◆ PROMPT: For this exercise, output the line containing "Need: a dot on every instance of the gray" and every line after it through the end of the records, exactly, and no other line.

(Dataset excerpts)

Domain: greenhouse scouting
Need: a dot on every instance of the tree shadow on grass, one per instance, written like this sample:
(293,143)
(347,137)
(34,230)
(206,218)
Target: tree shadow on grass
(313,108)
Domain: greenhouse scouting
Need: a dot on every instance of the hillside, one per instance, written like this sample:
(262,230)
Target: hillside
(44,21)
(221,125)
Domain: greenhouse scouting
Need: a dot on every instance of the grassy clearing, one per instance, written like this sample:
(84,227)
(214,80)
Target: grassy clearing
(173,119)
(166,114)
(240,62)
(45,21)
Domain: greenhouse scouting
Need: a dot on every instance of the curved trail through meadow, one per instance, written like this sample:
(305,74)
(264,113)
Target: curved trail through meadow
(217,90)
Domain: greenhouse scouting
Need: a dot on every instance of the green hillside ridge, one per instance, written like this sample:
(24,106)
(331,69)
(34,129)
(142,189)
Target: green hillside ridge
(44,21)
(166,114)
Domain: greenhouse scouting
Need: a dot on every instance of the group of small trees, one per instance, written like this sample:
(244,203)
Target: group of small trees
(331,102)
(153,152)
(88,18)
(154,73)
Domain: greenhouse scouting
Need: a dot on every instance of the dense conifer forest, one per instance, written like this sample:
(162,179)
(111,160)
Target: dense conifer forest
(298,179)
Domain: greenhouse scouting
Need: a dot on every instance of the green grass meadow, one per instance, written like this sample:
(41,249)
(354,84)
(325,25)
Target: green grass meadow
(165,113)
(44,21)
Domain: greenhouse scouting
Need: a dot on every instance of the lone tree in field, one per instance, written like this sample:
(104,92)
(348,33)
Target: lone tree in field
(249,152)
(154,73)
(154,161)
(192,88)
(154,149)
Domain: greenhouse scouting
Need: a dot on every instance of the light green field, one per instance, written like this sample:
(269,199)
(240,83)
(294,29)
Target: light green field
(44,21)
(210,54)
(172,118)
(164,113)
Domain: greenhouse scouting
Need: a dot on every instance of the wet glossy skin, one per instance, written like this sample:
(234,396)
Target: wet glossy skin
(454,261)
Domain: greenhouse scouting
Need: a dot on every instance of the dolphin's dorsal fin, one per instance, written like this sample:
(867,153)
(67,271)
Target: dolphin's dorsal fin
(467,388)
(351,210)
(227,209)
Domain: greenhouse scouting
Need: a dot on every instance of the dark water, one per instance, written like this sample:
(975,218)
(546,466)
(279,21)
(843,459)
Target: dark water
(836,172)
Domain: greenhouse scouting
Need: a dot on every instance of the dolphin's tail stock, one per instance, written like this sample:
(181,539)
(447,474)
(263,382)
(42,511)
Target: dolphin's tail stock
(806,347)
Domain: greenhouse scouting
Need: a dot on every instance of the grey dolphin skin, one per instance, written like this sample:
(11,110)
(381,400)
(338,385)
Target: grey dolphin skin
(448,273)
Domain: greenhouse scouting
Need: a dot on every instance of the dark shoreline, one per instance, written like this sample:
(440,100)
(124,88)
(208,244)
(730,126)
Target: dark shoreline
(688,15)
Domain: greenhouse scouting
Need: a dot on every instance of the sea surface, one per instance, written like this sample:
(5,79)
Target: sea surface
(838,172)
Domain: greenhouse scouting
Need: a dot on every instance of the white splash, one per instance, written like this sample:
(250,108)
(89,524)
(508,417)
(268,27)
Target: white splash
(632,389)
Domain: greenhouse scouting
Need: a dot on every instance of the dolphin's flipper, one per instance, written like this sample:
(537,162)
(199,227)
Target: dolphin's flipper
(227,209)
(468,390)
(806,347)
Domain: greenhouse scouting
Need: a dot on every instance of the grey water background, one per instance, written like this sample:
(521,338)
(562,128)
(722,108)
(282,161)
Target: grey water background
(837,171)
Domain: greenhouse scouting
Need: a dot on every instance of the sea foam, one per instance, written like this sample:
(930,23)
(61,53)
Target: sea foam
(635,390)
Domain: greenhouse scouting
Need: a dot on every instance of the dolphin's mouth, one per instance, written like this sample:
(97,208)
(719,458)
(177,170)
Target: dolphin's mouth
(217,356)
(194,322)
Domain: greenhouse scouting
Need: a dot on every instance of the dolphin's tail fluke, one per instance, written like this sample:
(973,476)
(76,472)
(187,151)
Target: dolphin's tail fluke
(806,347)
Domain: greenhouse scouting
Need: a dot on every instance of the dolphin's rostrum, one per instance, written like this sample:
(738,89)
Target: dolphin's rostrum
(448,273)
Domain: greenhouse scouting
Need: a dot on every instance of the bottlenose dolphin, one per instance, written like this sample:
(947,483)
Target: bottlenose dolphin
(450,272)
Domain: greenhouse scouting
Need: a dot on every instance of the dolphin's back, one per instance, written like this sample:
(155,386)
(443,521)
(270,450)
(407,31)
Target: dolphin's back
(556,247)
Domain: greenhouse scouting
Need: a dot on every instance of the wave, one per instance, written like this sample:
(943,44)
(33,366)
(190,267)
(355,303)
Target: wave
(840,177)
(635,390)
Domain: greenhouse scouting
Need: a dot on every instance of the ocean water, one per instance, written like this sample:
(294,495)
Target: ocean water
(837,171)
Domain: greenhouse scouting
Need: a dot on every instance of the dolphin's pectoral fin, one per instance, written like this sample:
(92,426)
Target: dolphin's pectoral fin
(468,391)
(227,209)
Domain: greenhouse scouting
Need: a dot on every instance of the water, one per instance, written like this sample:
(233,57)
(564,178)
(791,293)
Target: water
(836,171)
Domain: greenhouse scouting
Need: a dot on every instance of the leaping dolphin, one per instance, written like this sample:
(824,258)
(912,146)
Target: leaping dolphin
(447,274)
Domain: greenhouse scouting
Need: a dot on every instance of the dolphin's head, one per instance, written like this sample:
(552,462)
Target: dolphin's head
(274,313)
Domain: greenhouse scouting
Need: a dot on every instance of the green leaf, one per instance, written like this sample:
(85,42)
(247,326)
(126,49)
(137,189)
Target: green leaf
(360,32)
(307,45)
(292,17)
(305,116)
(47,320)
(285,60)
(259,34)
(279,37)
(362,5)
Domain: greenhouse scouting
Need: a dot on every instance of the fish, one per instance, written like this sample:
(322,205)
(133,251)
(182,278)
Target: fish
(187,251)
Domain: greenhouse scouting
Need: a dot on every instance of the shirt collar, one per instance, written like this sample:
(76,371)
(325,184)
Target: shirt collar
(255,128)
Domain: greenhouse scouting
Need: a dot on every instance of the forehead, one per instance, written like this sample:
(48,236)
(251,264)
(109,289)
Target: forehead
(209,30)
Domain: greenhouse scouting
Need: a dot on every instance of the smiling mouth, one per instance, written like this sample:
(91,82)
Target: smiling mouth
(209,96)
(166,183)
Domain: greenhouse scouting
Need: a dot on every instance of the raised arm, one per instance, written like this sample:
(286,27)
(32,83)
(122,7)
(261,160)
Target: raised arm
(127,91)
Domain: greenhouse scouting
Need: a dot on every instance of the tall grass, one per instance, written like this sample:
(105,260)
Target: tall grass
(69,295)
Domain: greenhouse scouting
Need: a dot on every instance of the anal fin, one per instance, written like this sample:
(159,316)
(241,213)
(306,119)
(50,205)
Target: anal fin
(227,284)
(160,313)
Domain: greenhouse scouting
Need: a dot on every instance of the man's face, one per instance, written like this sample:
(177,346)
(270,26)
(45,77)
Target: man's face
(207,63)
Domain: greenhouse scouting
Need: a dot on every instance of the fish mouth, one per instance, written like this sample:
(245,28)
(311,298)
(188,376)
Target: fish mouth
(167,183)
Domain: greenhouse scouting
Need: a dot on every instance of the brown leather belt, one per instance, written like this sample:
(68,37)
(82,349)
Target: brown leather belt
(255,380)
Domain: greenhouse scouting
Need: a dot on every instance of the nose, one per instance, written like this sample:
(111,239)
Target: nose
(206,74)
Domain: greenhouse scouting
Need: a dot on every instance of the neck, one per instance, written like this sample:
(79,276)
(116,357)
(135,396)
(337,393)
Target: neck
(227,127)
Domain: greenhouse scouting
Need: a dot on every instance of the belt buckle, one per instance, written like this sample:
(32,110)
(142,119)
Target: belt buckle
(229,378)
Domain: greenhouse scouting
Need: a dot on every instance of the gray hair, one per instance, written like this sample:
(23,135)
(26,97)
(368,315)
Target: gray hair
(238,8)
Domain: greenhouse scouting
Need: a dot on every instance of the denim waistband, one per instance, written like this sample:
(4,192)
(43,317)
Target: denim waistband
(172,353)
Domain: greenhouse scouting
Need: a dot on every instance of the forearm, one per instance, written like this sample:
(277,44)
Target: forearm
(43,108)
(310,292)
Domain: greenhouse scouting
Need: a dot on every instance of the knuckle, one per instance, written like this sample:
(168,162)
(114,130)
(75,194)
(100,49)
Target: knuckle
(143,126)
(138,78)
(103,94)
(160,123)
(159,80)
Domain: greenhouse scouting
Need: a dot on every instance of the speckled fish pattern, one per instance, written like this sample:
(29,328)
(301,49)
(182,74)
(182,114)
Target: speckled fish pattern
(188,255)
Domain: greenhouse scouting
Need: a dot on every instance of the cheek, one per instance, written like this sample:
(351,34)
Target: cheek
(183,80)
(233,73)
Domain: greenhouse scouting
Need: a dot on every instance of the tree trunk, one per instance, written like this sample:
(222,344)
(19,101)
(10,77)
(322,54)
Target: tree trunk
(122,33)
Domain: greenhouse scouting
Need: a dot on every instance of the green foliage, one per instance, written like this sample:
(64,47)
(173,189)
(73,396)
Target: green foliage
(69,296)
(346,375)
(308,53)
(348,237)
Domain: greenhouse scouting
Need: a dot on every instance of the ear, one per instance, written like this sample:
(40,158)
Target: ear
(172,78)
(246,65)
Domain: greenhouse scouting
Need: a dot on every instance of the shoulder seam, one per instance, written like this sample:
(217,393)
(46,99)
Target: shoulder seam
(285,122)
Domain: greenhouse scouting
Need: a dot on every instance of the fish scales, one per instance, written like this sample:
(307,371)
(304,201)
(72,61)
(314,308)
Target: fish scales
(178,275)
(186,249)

◆ ANSWER SPACE:
Need: a dot on every instance of the gray hair, one per instance, written like this sample:
(23,135)
(26,97)
(368,315)
Target: gray hair
(238,8)
Domain: greenhouse scouting
Need: a dot on every instance of the denim waistband, one per instance, written like this sample:
(4,192)
(43,317)
Target: denim waistband
(172,353)
Domain: greenhouse scouting
Need: a dot on every instance of the forearm, one per instance, written like this sample:
(277,44)
Target: forearm
(43,108)
(310,292)
Domain: greenhouse scouting
Need: a dot on every instance of the knuckle, one per instance, written like this sample:
(168,162)
(114,130)
(75,194)
(100,49)
Target: knuckle
(143,126)
(138,78)
(103,94)
(160,123)
(159,80)
Domain: greenhouse scouting
Need: a dot on every instance of the speckled fish pattern, one per instance, written like this sample:
(29,328)
(301,49)
(182,74)
(182,114)
Target: speckled fish pattern
(188,255)
Domain: greenhouse scouting
Need: a dot on every instance of the cheek, one per instance, written like this sample:
(351,34)
Target: cheek
(183,80)
(233,73)
Domain: greenhouse scouting
Need: a dot on every instance of the tree trunk, one per instance, written like this sample:
(222,344)
(19,101)
(10,77)
(322,54)
Target: tree trunk
(122,33)
Domain: greenhouse scouting
Need: a dot on every instance of the green foliage, one per instance, written like this sample:
(64,47)
(173,189)
(73,396)
Target: green foliage
(69,296)
(346,375)
(308,53)
(348,237)
Domain: greenhouse scouting
Need: a dot on every instance of the ear, one per instance, written like this sample:
(40,158)
Target: ear
(172,78)
(246,65)
Domain: greenhouse scouting
Need: a dot on every instance of the shoulder seam, one per instance, written like this sample:
(217,393)
(46,99)
Target: shoulder seam
(285,122)
Domain: greenhouse scouting
Need: a dot on every instance of the fish scales, one per instance, written like this sample:
(307,371)
(304,201)
(72,61)
(314,308)
Target: fish scales
(178,275)
(186,249)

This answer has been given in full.